TASK PROMPT: Each entry here needs to be given again exactly.

** Opening DATA PROVIDED block **

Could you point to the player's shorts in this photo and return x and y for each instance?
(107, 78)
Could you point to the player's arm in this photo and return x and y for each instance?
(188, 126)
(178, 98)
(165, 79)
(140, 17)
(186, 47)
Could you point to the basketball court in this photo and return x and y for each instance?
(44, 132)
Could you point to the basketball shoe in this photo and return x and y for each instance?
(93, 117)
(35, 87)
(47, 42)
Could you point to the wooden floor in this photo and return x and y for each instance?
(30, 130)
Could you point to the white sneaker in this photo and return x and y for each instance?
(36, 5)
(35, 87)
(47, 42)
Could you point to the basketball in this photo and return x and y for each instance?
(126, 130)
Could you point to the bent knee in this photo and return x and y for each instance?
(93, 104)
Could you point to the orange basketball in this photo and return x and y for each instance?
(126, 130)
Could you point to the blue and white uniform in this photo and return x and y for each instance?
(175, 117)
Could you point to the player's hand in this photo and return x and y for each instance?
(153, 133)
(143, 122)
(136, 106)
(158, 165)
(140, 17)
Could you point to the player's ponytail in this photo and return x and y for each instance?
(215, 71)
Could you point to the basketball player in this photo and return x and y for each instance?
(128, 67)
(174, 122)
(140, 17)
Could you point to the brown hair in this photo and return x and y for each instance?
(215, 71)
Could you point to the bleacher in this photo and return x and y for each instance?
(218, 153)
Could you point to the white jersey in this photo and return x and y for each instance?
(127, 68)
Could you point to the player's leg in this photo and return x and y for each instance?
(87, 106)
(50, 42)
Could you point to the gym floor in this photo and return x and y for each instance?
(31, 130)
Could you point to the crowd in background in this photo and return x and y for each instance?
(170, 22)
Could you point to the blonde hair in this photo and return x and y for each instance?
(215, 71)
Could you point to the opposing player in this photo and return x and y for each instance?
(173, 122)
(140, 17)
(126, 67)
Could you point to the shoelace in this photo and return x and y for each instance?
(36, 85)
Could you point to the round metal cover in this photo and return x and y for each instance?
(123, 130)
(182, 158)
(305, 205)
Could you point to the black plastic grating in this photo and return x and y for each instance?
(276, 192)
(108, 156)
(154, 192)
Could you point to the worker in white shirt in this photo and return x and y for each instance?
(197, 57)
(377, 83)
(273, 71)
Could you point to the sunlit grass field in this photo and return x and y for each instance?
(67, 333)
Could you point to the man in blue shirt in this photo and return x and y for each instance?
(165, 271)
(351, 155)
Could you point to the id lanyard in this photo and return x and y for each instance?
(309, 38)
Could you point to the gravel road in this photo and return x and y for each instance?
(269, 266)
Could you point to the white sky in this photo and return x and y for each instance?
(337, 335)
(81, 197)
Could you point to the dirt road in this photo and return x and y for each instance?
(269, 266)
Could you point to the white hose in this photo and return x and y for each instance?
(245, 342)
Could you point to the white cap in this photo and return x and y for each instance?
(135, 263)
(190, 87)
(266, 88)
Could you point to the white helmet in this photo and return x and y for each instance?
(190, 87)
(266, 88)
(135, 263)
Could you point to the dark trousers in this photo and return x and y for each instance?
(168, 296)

** Closing DATA PROVIDED block **

ANSWER SPACE:
Could you point to the player's shorts in this photo and return x and y for each instance?
(107, 78)
Could you point to the player's arm in this photo and return x and y for each instance?
(188, 126)
(178, 98)
(165, 79)
(140, 17)
(186, 47)
Could you point to the basketball court in this photo and return x and y for each instance?
(44, 132)
Could you point to the basketball shoe in this photo and return x and y for each instance?
(93, 117)
(35, 87)
(47, 42)
Could you point to the wooden floor in this photo and return x and y for each instance?
(30, 130)
Could you point to the white sneaker in this photo and return x and y for each instance?
(36, 5)
(35, 87)
(47, 42)
Could you point to the basketball in this photo and return x and y for each instance?
(126, 130)
Could you point to the bent knee in this photo and return x and y for each instance?
(93, 104)
Could you point to the orange basketball in this photo and return x and y for each instance?
(126, 130)
Could you point to the blue and white uniform in this photo and return x and y for each instance?
(175, 117)
Could you point to the player's hand in this photo and return x and y for each instance?
(153, 133)
(143, 122)
(136, 106)
(158, 165)
(140, 17)
Could you point to the player's ponytail in this photo and return x and y for each instance?
(215, 71)
Could you point to the basketball player in this photo and return x and y for each instance?
(128, 67)
(174, 122)
(140, 17)
Could you point to the brown hair in this photo and return x and y for each instance?
(215, 71)
Could you point to the bleacher in this photo and return x and y for each instance?
(218, 153)
Could you point to the white jersey in this photo and return x and y for each instance?
(127, 68)
Could you point to the player's leg in this photo and return x and y for each instance?
(87, 106)
(50, 42)
Could you point to the gym floor in this photo and return x and y for each instance?
(31, 130)
Could you point to the crowd in background in this photo and return x and y for each instance?
(170, 22)
Could you point to the blonde hair in this photo and return x and y for each instance?
(215, 71)
Could you point to the opposing player in this photo and return x and y for each instance?
(173, 122)
(140, 17)
(126, 67)
Could you point to the shoelace in this photo and return x and y for each instance?
(36, 85)
Could you point to the round metal cover in this photo and return x and y for each instance?
(123, 130)
(182, 158)
(305, 205)
Could you point to the black plastic grating in this photo and return x and y for each instance?
(276, 192)
(108, 156)
(154, 192)
Could you point to the worker in white shirt in this photo and return x and y for each instance?
(197, 57)
(377, 83)
(273, 71)
Could you point to the sunlit grass field in this photo and return x and y for each instance?
(67, 333)
Could you point to the man in blue shirt in this photo and return x and y for each instance?
(165, 271)
(351, 155)
Could you point to the id lanyard in this photo and return x and y for each instance?
(309, 38)
Could you point to the gravel road in this photo and return x and y for each instance?
(269, 266)
Could you point to the white sky in this photo and return x and y for each instance?
(337, 335)
(81, 197)
Could you point to the dirt road in this photo and return x and y for each instance?
(269, 266)
Could you point to the white hose in this photo and return x and y for each instance?
(245, 342)
Could you point to the white cap in this photo and return x and y for each instance?
(135, 263)
(190, 87)
(266, 88)
Could you point to the white helmet in this photo and return x and y for each instance?
(190, 87)
(266, 88)
(135, 263)
Could you point to the dark trousers in this photo and return x and y for each instance?
(168, 296)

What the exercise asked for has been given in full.